------ DATA RECORDS

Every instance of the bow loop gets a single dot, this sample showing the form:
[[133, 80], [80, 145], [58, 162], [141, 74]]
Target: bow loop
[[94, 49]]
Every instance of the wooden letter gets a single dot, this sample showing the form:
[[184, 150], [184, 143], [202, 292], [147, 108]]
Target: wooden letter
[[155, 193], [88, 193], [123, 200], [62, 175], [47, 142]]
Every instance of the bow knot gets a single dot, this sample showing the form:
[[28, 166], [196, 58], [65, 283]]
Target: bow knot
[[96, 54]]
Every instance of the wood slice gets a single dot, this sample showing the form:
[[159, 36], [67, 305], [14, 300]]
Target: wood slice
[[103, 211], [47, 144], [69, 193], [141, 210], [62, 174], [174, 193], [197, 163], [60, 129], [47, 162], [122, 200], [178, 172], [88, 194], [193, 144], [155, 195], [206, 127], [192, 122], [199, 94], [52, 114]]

------------

| INSTRUCTIONS TO FOLLOW |
Reproduce the data verbatim from its first line through the line containing "[[155, 193], [88, 193], [123, 200], [62, 175], [47, 142]]", including both of those lines.

| RIGHT ANSWER |
Every instance of the bow loop gets a single dot, this sample showing the form:
[[133, 80], [80, 145], [58, 162], [141, 74]]
Target: bow loop
[[94, 49]]
Every instance of the wooden letter gets a single dot, this sample showing the form:
[[184, 150], [184, 143], [202, 292], [147, 108]]
Target: wooden letter
[[155, 193], [88, 193], [123, 200], [62, 175], [47, 142]]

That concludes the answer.